━━━━━ Supplied material
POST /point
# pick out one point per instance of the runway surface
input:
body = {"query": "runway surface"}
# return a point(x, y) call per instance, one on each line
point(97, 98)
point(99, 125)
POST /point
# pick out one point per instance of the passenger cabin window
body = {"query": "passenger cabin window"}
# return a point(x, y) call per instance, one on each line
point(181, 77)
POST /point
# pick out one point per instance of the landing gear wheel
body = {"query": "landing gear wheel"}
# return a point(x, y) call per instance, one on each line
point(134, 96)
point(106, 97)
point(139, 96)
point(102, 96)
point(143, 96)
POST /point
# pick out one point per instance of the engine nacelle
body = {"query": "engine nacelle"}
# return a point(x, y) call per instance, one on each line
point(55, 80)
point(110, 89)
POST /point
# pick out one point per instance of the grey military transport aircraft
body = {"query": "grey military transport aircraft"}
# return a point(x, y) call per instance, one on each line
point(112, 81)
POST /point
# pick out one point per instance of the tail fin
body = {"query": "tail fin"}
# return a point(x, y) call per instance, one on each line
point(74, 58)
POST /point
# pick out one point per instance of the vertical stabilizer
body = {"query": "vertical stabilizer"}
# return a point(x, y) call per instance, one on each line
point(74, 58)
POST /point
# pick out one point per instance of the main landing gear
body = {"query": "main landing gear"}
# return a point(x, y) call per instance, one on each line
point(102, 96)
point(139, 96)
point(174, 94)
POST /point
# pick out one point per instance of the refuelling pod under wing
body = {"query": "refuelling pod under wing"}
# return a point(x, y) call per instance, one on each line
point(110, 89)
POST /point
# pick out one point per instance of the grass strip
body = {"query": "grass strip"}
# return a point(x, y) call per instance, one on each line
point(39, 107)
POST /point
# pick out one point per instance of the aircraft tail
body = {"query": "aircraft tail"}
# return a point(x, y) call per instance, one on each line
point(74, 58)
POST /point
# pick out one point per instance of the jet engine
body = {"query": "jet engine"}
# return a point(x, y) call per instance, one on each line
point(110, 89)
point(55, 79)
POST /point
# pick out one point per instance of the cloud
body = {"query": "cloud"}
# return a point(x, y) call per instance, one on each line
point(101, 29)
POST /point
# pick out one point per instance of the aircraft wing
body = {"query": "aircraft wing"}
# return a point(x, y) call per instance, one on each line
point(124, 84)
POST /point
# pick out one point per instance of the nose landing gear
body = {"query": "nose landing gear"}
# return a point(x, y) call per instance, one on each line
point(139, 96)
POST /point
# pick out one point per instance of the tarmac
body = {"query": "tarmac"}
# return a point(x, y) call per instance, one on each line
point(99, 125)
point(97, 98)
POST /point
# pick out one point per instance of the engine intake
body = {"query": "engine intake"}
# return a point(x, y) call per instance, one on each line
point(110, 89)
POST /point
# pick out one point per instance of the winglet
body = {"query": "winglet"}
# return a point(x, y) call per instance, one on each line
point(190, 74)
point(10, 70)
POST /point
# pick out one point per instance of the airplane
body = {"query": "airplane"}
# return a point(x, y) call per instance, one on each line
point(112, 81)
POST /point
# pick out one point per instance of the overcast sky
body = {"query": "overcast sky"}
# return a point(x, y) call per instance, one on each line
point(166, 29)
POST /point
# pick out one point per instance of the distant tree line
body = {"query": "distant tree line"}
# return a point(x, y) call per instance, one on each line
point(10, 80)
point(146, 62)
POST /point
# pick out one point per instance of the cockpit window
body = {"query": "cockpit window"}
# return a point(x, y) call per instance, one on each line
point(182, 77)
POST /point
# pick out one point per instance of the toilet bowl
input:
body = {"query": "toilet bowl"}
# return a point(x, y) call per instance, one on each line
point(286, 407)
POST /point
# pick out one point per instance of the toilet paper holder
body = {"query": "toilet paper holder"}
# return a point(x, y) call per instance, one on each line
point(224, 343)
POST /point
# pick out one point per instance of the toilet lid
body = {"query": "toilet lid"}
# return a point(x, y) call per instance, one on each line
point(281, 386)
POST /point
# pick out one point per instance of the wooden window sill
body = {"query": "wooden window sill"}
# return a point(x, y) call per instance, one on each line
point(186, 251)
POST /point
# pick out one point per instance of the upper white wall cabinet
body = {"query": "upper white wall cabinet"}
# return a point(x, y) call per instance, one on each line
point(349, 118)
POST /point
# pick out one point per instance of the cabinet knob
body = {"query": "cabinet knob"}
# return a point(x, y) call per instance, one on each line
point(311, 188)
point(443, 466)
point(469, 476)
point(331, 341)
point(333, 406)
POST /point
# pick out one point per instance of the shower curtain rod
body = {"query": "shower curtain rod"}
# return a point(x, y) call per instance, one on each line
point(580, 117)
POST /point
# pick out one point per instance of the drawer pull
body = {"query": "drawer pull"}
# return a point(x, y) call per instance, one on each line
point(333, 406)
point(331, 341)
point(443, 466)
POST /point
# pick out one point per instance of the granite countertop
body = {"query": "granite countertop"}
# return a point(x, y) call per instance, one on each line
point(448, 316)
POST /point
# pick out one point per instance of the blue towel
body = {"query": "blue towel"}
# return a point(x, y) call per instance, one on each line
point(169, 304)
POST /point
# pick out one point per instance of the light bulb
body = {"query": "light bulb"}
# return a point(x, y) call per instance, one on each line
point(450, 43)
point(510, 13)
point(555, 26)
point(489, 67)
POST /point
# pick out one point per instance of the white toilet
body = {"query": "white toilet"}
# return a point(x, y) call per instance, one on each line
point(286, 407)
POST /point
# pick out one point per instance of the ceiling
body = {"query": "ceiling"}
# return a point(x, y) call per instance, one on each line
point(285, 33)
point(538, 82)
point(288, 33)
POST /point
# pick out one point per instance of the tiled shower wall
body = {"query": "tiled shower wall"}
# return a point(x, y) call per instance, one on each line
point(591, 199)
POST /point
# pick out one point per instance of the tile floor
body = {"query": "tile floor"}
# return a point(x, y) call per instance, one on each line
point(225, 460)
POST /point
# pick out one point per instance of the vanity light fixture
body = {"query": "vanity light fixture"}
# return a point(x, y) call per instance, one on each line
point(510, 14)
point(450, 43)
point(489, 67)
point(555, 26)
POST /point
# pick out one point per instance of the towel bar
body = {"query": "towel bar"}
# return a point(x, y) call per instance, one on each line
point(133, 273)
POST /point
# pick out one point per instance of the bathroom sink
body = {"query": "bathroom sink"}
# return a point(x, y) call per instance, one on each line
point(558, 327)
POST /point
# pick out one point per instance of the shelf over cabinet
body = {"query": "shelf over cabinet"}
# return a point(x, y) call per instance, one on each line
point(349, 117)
━━━━━━━━━━
Reproduce verbatim the part of the records above that opens with their first line and closes with the line containing "point(181, 77)", including both of those lines.

• [Written solution]:
POST /point
# pick out one point per instance of the runway surface
input:
body = {"query": "runway surface"}
# return a point(x, y) call per instance, one on each line
point(97, 98)
point(99, 125)
POST /point
# pick out one point per instance of the passenger cabin window
body = {"query": "passenger cabin window"}
# return a point(x, y) call per instance, one on each line
point(181, 77)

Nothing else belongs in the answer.